▶ [REQUIRED TASK]: Present the data once more in exactly its original form.

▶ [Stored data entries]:
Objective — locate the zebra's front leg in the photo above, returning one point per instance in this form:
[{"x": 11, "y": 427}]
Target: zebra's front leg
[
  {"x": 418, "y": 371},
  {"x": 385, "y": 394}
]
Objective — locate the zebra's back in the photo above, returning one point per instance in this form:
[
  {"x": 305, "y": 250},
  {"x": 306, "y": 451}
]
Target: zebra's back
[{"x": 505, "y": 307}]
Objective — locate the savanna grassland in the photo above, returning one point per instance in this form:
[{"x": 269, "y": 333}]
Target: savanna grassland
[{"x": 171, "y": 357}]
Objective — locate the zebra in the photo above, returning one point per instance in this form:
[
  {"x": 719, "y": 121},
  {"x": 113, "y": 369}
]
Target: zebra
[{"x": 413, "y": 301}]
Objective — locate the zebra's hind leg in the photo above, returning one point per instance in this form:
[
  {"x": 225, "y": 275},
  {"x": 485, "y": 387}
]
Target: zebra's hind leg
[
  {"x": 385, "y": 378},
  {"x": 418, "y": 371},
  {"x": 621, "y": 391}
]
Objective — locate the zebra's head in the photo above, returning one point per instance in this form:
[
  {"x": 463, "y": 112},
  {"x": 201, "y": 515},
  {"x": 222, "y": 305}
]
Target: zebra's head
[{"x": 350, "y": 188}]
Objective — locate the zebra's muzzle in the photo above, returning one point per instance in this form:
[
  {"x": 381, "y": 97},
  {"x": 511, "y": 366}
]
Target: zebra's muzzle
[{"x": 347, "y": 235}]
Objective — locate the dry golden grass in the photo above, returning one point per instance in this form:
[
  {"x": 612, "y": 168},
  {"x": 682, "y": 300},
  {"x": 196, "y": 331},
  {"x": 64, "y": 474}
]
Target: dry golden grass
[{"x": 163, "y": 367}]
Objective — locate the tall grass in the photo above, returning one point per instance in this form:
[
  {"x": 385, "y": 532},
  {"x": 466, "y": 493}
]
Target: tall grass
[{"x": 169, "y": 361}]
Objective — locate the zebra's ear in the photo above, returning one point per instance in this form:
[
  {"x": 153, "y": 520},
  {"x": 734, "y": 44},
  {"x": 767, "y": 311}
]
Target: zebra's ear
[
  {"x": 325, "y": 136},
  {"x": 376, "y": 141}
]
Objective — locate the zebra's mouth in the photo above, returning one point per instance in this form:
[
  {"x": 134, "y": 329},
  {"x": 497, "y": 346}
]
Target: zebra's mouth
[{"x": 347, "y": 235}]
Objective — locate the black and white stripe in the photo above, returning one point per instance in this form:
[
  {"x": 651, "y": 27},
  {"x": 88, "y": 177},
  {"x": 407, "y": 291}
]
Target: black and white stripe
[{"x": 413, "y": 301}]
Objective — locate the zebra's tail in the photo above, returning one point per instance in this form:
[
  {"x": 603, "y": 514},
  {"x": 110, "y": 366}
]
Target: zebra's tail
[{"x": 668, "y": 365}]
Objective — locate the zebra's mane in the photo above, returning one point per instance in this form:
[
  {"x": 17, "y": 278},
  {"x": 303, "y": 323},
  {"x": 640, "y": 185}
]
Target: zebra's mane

▶ [RESULT BELOW]:
Objective — locate the zebra's front leg in the photo above, returning one point per instance in this form:
[{"x": 11, "y": 427}]
Target: zebra's front leg
[
  {"x": 418, "y": 371},
  {"x": 385, "y": 394}
]
Objective — locate the zebra's back in the photo above, returning one point per instance in this form:
[
  {"x": 305, "y": 250},
  {"x": 306, "y": 451}
]
Target: zebra's back
[{"x": 505, "y": 307}]
Objective — locate the savanna grassland in the photo above, returning one point per instance in this form:
[{"x": 269, "y": 333}]
Target: savanna grassland
[{"x": 171, "y": 357}]
Objective — locate the zebra in the photo above, returning one point per instance in this form:
[
  {"x": 719, "y": 121},
  {"x": 113, "y": 369}
]
Target: zebra
[{"x": 413, "y": 301}]
Objective — locate the zebra's hind leg in the photo above, returning one point per instance in this form:
[
  {"x": 225, "y": 275},
  {"x": 485, "y": 387}
]
Target: zebra's hind leg
[
  {"x": 385, "y": 378},
  {"x": 418, "y": 371},
  {"x": 621, "y": 391}
]
Objective — locate the zebra's head in the photo above, returning one point per instance in this form:
[
  {"x": 463, "y": 112},
  {"x": 201, "y": 515},
  {"x": 222, "y": 305}
]
Target: zebra's head
[{"x": 350, "y": 188}]
Objective — locate the zebra's muzzle in the photo above, returning one point per instance in this form:
[
  {"x": 381, "y": 97},
  {"x": 511, "y": 366}
]
Target: zebra's muzzle
[{"x": 347, "y": 235}]
Objective — locate the dry golden grass in the photo above, returning one point per instance in this form:
[
  {"x": 612, "y": 168},
  {"x": 682, "y": 300},
  {"x": 196, "y": 331},
  {"x": 64, "y": 474}
]
Target: dry golden grass
[{"x": 163, "y": 367}]
Objective — locate the tall grass in the photo above, returning one point per instance in this form:
[
  {"x": 385, "y": 532},
  {"x": 466, "y": 493}
]
Target: tall grass
[{"x": 169, "y": 361}]
Objective — locate the zebra's ear in the photo above, returning one point per instance in this form:
[
  {"x": 153, "y": 520},
  {"x": 734, "y": 44},
  {"x": 767, "y": 311}
]
Target: zebra's ear
[
  {"x": 325, "y": 136},
  {"x": 376, "y": 141}
]
Objective — locate the zebra's mouth in the photo above, returning one point per instance in this form:
[
  {"x": 134, "y": 329},
  {"x": 497, "y": 346}
]
Target: zebra's mouth
[{"x": 347, "y": 235}]
Objective — locate the black and white stripe in the photo above, returning one point per instance in this form:
[
  {"x": 651, "y": 27},
  {"x": 88, "y": 177},
  {"x": 407, "y": 291}
]
Target: black and white stripe
[{"x": 413, "y": 301}]
Objective — locate the zebra's tail in the photo above, returning one point per instance in this form:
[
  {"x": 603, "y": 514},
  {"x": 110, "y": 366}
]
Target: zebra's tail
[{"x": 668, "y": 365}]
Objective — locate the zebra's mane in the photo above, returning one point per instance in this form:
[
  {"x": 17, "y": 278},
  {"x": 303, "y": 323},
  {"x": 640, "y": 185}
]
Target: zebra's mane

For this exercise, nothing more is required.